PROVIDED PASSAGE |
☆ ☆ ☆ ☆
Up until this moment, I never knew that adders do occasionally swim. There was no other way it could have got into the nest, which is a good distance from the edge of the reservoir and any kind of dry passage. I have no idea why the adder was there and can only assume it was looking for chicks. A mute swan egg is surely to big for an adder to tackle? I was unable to stay and watch what would happen next, but the snake had gone and the swan was back sitting on the eggs the next day.

On Friday 20th, I noticed that both swans were now on the nest and that the sitting bird was fidgeting a lot. So I sat down to pour myself of cup of tea and wait to see I could confirm my suspicions. It wasn't very long before I had my answer when the swan stood up and I could see a newly hatched chick that was still wet from the egg.


mute swans just before the newly hatched chick was revealed.

 
Brimstone moth. A new species for the patch.

Mallard with chicks.




Sunday, 15 May 2016

Thursday 12 May 2016

The weather was much better than had been forecast and the sun was shining brightly in what was supposed to be an overcast day. It would have been a hot day, but the wind kept the temperature to being pleasantly warm. A butterfly transect was completed earlier in the week, so that left the day open for some hoverfly hunting and maybe a bee or two.

The day got off to a good start with the first flowering greater celandine, germander speedwell and cow parsley for the year, along with the first marmalade hoverfly for the season down between the hospital and Springwood. Further down the track a second hoverfly was caught in the sweep net which turned out to be a male Leucozona lucorum  - a first for the patch.

This years first Meridon equestris and Sphaerophoria scripta were caught on Osier Marsh. S scripta is very similar to several different species of hoverfly. All have similar markings which can vary depending on temperatures during development and the only way to confirm ID is to examine the male genetalia. Luckily, a male was caught and I was able to examine the shape and form of the genitals for the first time to confirm the species. Females can not be separated.

It has been wonderful to hear a cuckoo on a number of visits this year. It was first noted calling on 30th April and has been heard calling regularly since. This is one of the most iconic sounds of spring and any day spent in the countryside on a warm and sunny day with the cuckoo calling has to be one of life's greatest moments. This was sadly lacking in 2015 when there were only two records with a singing male heard on the 9th and 10th May!

I successfully ran an actinic moth trap on a small number of occasions in 2015 and had already recorded poplar hawkmoth, but I was stunned to come across a mating pair in the long grass next to the cycle path. They were quite exposed and it is surprising that they hadn't been spotted by any predator. I have been recording wildlife for thirty years now, and I have never seen anything like this before!
☆ ☆ ☆ ☆
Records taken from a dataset
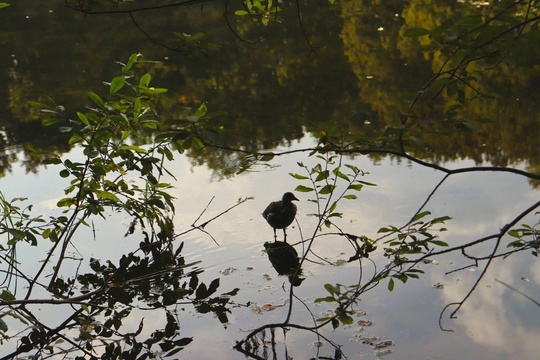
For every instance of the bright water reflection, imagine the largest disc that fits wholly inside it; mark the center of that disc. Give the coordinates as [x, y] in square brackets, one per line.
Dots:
[495, 323]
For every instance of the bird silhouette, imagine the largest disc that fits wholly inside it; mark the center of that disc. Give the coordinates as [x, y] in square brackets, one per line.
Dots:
[280, 214]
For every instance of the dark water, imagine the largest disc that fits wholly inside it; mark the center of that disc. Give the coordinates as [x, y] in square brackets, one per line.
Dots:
[279, 93]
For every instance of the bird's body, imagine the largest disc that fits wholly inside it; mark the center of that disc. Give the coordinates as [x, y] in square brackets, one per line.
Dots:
[280, 214]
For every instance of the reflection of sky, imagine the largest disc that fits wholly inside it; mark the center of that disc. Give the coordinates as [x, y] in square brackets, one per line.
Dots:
[495, 323]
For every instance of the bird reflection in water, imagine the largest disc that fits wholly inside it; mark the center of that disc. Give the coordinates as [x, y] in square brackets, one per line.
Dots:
[284, 259]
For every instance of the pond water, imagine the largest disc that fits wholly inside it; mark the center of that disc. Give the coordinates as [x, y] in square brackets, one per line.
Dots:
[495, 323]
[281, 104]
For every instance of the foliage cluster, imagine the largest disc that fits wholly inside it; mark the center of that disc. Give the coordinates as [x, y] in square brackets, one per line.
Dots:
[125, 154]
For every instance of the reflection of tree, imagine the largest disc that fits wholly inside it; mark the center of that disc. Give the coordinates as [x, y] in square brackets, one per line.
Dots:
[481, 130]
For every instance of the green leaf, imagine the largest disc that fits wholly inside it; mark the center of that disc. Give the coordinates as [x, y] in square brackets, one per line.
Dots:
[106, 195]
[145, 81]
[83, 118]
[340, 174]
[7, 296]
[302, 188]
[51, 161]
[267, 157]
[439, 243]
[298, 176]
[133, 147]
[323, 175]
[133, 58]
[327, 189]
[325, 299]
[116, 84]
[420, 215]
[3, 325]
[356, 187]
[330, 288]
[201, 111]
[96, 99]
[345, 319]
[50, 121]
[391, 284]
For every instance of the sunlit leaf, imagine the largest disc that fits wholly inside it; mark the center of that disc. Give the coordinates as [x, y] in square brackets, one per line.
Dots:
[96, 99]
[116, 84]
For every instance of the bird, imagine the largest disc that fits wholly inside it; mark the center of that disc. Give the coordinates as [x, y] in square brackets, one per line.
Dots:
[284, 259]
[280, 214]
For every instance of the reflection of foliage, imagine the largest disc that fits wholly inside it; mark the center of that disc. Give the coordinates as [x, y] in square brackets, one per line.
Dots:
[125, 162]
[406, 248]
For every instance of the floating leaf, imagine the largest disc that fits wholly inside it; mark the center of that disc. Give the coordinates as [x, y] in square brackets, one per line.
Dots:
[415, 32]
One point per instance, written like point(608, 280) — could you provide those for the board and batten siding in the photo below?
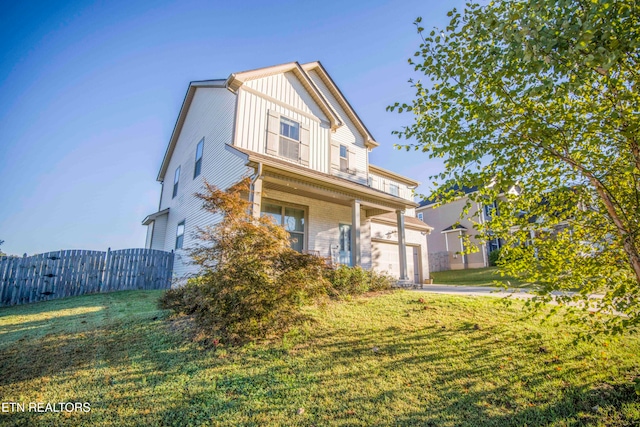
point(284, 95)
point(347, 135)
point(210, 116)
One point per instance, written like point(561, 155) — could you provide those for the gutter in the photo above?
point(254, 178)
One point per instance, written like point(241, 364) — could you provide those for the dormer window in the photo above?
point(289, 139)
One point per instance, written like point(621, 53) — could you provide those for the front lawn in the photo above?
point(406, 358)
point(474, 277)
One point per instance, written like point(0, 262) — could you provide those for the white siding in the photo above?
point(211, 115)
point(159, 233)
point(284, 88)
point(347, 135)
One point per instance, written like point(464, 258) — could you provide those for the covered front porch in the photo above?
point(345, 222)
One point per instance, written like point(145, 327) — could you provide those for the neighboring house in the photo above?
point(446, 244)
point(291, 130)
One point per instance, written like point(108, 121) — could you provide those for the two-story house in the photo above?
point(291, 130)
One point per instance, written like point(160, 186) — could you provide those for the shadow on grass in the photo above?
point(140, 373)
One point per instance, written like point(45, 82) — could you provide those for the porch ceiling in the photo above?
point(274, 181)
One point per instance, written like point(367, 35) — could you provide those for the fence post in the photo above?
point(105, 270)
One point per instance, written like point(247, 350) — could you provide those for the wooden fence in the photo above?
point(77, 272)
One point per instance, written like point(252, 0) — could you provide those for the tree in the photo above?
point(545, 95)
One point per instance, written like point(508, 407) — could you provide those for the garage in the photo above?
point(386, 257)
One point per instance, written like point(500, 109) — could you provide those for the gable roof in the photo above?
point(184, 109)
point(236, 80)
point(335, 91)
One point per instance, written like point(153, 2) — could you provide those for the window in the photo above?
point(198, 167)
point(291, 219)
point(180, 235)
point(344, 159)
point(491, 210)
point(176, 180)
point(344, 243)
point(289, 139)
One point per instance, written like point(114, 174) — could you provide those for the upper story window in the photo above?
point(289, 139)
point(176, 180)
point(180, 235)
point(198, 166)
point(490, 210)
point(344, 158)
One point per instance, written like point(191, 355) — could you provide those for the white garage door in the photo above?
point(386, 258)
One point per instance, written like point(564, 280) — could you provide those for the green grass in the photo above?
point(406, 358)
point(474, 277)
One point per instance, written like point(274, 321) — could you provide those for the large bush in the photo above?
point(252, 284)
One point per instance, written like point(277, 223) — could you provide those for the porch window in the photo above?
point(292, 219)
point(345, 244)
point(289, 139)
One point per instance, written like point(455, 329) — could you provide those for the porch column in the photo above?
point(256, 197)
point(402, 247)
point(355, 233)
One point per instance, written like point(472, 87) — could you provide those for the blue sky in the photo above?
point(90, 91)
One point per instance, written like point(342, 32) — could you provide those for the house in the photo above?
point(290, 129)
point(446, 242)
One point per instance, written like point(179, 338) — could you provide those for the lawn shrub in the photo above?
point(251, 283)
point(347, 280)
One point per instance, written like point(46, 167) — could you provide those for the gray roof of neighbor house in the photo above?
point(433, 198)
point(454, 227)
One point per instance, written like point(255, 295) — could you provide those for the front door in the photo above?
point(344, 255)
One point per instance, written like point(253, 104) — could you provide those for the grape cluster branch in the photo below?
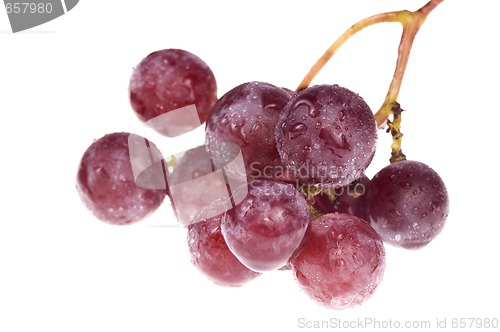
point(411, 22)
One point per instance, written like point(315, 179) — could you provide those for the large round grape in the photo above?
point(106, 184)
point(246, 116)
point(170, 79)
point(266, 228)
point(342, 262)
point(211, 255)
point(408, 204)
point(326, 134)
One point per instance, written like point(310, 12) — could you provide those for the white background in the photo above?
point(64, 84)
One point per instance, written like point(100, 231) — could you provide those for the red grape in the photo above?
point(342, 262)
point(326, 134)
point(265, 229)
point(408, 204)
point(197, 190)
point(246, 116)
point(170, 79)
point(211, 255)
point(106, 184)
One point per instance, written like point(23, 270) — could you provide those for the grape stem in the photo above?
point(411, 22)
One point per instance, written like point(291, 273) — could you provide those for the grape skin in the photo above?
point(408, 204)
point(350, 199)
point(342, 262)
point(170, 79)
point(266, 228)
point(211, 255)
point(106, 184)
point(327, 135)
point(246, 116)
point(193, 191)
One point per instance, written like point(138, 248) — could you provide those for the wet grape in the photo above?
point(246, 116)
point(265, 229)
point(211, 255)
point(170, 79)
point(342, 262)
point(326, 134)
point(408, 204)
point(106, 184)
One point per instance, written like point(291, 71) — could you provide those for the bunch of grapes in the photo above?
point(278, 184)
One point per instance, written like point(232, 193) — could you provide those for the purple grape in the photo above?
point(246, 116)
point(326, 134)
point(106, 184)
point(266, 228)
point(211, 255)
point(408, 204)
point(342, 262)
point(170, 79)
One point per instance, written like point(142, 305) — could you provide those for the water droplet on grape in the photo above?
point(297, 130)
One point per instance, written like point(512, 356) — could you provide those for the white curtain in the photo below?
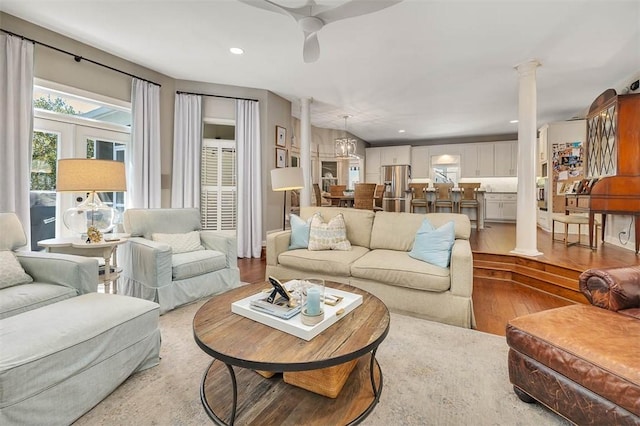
point(187, 147)
point(16, 126)
point(249, 179)
point(143, 171)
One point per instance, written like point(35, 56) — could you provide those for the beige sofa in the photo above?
point(379, 263)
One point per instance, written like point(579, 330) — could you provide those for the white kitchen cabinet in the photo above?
point(506, 158)
point(477, 160)
point(500, 206)
point(420, 162)
point(391, 155)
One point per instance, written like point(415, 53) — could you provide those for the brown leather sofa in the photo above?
point(583, 361)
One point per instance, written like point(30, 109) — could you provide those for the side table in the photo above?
point(105, 249)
☆ ☆ ☆ ☆
THINGS TO DO |
**A)** Set down the stretch of the wildlife diary from "Mallard with chicks." through "bee or two.".
**B)** According to the wildlife diary, on what date was the cuckoo first noted calling this year?

SOLUTIONS TO THE EXERCISE |
**A)**
Mallard with chicks.




Sunday, 15 May 2016

Thursday 12 May 2016

The weather was much better than had been forecast and the sun was shining brightly in what was supposed to be an overcast day. It would have been a hot day, but the wind kept the temperature to being pleasantly warm. A butterfly transect was completed earlier in the week, so that left the day open for some hoverfly hunting and maybe a bee or two.

**B)** On 30th April.